Data in this exercise —

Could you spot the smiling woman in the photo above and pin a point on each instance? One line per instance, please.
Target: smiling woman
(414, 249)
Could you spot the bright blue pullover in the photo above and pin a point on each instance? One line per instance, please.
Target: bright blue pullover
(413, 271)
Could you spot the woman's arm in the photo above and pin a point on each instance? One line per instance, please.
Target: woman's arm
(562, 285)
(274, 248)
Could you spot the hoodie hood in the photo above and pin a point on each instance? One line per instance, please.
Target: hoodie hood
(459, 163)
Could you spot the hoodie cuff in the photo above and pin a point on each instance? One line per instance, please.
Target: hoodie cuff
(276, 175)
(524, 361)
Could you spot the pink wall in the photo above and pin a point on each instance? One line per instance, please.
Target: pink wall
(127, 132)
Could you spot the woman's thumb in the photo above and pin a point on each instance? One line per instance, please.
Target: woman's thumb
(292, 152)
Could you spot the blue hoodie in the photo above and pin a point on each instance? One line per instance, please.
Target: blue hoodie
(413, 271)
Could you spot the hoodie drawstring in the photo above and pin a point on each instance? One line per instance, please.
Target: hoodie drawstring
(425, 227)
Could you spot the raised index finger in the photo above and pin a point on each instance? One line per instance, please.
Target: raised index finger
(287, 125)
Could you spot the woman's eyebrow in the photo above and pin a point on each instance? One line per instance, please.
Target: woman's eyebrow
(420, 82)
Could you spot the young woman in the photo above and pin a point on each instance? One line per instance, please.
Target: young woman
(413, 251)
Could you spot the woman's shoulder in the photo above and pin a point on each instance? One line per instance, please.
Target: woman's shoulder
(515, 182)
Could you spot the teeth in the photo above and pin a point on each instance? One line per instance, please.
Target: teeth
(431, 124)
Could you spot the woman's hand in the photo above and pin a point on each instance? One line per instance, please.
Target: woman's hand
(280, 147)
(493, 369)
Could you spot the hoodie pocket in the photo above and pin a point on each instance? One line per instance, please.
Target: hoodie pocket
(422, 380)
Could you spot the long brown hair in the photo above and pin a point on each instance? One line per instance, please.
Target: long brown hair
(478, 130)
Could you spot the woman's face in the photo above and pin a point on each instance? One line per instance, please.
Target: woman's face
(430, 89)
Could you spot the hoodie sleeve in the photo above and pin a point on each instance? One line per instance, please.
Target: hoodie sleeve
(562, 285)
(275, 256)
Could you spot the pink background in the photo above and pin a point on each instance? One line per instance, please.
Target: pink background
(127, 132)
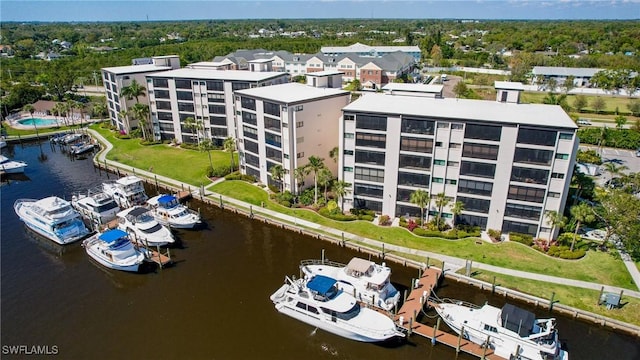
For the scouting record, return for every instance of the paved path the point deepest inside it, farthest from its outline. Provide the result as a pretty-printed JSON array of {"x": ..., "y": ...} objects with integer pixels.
[{"x": 451, "y": 263}]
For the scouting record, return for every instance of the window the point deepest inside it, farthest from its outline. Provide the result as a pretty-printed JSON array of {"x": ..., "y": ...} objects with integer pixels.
[
  {"x": 537, "y": 137},
  {"x": 475, "y": 205},
  {"x": 371, "y": 140},
  {"x": 415, "y": 162},
  {"x": 480, "y": 151},
  {"x": 527, "y": 175},
  {"x": 525, "y": 194},
  {"x": 483, "y": 132},
  {"x": 533, "y": 156},
  {"x": 368, "y": 174},
  {"x": 523, "y": 211},
  {"x": 248, "y": 103},
  {"x": 370, "y": 157},
  {"x": 416, "y": 145},
  {"x": 371, "y": 122},
  {"x": 417, "y": 126},
  {"x": 477, "y": 169},
  {"x": 411, "y": 179},
  {"x": 475, "y": 187}
]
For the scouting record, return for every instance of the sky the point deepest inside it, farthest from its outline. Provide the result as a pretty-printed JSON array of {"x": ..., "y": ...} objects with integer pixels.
[{"x": 155, "y": 10}]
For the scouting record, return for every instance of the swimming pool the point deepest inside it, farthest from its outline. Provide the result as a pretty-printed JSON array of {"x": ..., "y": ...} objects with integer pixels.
[{"x": 38, "y": 122}]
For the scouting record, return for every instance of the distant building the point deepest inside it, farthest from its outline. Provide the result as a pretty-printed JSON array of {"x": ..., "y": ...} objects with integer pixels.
[{"x": 118, "y": 77}]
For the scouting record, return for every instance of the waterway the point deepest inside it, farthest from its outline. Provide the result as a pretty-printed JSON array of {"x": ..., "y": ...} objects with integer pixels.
[{"x": 212, "y": 304}]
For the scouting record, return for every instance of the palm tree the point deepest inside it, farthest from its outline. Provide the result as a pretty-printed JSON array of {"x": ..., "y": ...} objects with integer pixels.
[
  {"x": 456, "y": 209},
  {"x": 277, "y": 172},
  {"x": 555, "y": 219},
  {"x": 133, "y": 91},
  {"x": 315, "y": 164},
  {"x": 422, "y": 199},
  {"x": 441, "y": 201},
  {"x": 614, "y": 169},
  {"x": 582, "y": 213},
  {"x": 341, "y": 188},
  {"x": 299, "y": 174},
  {"x": 229, "y": 145},
  {"x": 324, "y": 179}
]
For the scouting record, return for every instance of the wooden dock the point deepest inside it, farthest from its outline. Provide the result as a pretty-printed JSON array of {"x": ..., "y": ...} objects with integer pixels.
[{"x": 406, "y": 318}]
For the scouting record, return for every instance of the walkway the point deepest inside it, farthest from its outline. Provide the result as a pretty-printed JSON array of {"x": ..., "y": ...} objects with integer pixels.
[{"x": 451, "y": 263}]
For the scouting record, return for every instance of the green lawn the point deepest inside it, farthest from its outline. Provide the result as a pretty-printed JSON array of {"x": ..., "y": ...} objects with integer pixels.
[
  {"x": 596, "y": 267},
  {"x": 189, "y": 166},
  {"x": 580, "y": 298}
]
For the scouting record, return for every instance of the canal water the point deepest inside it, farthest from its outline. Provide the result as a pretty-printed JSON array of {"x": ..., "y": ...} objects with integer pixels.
[{"x": 212, "y": 304}]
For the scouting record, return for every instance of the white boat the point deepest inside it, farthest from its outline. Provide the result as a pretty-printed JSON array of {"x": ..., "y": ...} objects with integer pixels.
[
  {"x": 319, "y": 303},
  {"x": 126, "y": 191},
  {"x": 114, "y": 250},
  {"x": 168, "y": 211},
  {"x": 95, "y": 206},
  {"x": 53, "y": 218},
  {"x": 366, "y": 280},
  {"x": 143, "y": 227},
  {"x": 511, "y": 332},
  {"x": 9, "y": 166}
]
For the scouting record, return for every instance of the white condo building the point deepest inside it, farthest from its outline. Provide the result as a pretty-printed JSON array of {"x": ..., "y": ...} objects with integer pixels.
[
  {"x": 117, "y": 77},
  {"x": 506, "y": 162},
  {"x": 203, "y": 94},
  {"x": 286, "y": 124}
]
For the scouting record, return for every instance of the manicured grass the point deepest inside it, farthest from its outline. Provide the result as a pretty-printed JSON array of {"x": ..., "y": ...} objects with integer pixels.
[
  {"x": 595, "y": 267},
  {"x": 189, "y": 166},
  {"x": 580, "y": 298}
]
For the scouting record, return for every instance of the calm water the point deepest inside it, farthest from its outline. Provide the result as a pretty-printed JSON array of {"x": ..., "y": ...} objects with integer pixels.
[{"x": 213, "y": 304}]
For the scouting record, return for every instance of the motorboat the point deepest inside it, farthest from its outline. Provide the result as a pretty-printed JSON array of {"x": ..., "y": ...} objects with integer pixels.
[
  {"x": 82, "y": 148},
  {"x": 53, "y": 218},
  {"x": 318, "y": 302},
  {"x": 9, "y": 166},
  {"x": 366, "y": 280},
  {"x": 143, "y": 227},
  {"x": 126, "y": 191},
  {"x": 96, "y": 206},
  {"x": 510, "y": 331},
  {"x": 113, "y": 249},
  {"x": 168, "y": 211}
]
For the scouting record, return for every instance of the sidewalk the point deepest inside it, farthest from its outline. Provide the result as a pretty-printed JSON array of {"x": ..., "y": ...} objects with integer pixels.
[{"x": 451, "y": 263}]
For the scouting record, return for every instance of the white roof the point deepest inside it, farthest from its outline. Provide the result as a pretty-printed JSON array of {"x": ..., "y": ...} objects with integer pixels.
[
  {"x": 132, "y": 69},
  {"x": 508, "y": 85},
  {"x": 423, "y": 88},
  {"x": 212, "y": 74},
  {"x": 464, "y": 110},
  {"x": 291, "y": 92}
]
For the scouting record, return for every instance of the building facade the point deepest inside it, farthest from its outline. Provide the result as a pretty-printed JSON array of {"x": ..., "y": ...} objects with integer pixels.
[
  {"x": 285, "y": 125},
  {"x": 118, "y": 77},
  {"x": 203, "y": 94},
  {"x": 506, "y": 162}
]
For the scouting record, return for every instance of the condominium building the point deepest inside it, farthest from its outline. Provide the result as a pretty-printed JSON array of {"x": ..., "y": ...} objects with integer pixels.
[
  {"x": 506, "y": 162},
  {"x": 203, "y": 94},
  {"x": 118, "y": 77},
  {"x": 286, "y": 124}
]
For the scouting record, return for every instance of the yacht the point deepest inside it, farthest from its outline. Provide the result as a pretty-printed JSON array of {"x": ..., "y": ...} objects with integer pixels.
[
  {"x": 96, "y": 206},
  {"x": 126, "y": 191},
  {"x": 318, "y": 302},
  {"x": 9, "y": 166},
  {"x": 53, "y": 218},
  {"x": 168, "y": 211},
  {"x": 114, "y": 250},
  {"x": 143, "y": 227},
  {"x": 366, "y": 280},
  {"x": 510, "y": 331}
]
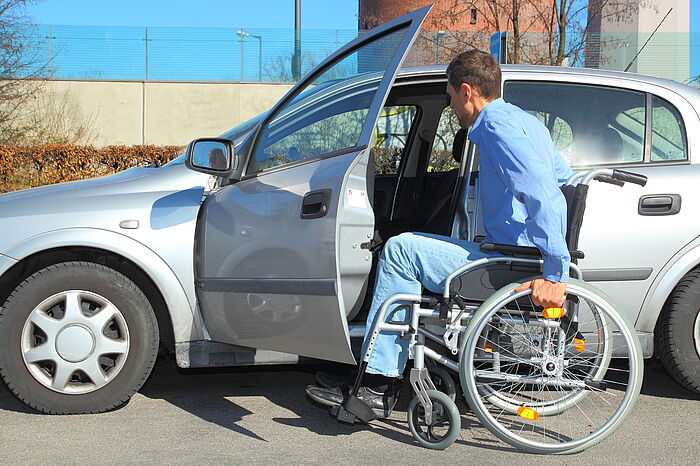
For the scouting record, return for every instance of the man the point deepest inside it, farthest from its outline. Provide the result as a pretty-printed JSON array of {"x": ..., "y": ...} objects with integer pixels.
[{"x": 520, "y": 175}]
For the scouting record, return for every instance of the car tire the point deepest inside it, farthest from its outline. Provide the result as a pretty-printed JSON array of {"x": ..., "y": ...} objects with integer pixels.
[
  {"x": 77, "y": 337},
  {"x": 677, "y": 334}
]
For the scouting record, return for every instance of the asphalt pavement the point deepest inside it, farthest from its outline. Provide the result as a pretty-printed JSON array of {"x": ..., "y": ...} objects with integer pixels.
[{"x": 260, "y": 415}]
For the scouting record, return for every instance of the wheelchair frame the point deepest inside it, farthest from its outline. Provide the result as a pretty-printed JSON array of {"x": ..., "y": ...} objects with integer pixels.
[{"x": 444, "y": 308}]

What this task involves —
Nothing should appear in the answer except the lines above from the line with "Could you spot the hoodie hood" through the line with "Could you spot the hoodie cuff", both included, written out exactly.

Output below —
Could you spot the hoodie hood in the photo above and pin a point on each instance? One line per instance, please.
Target: hoodie hood
(459, 163)
Could you spot the hoodie cuff in the photo above and pin a point on each instance? One line per instance, please.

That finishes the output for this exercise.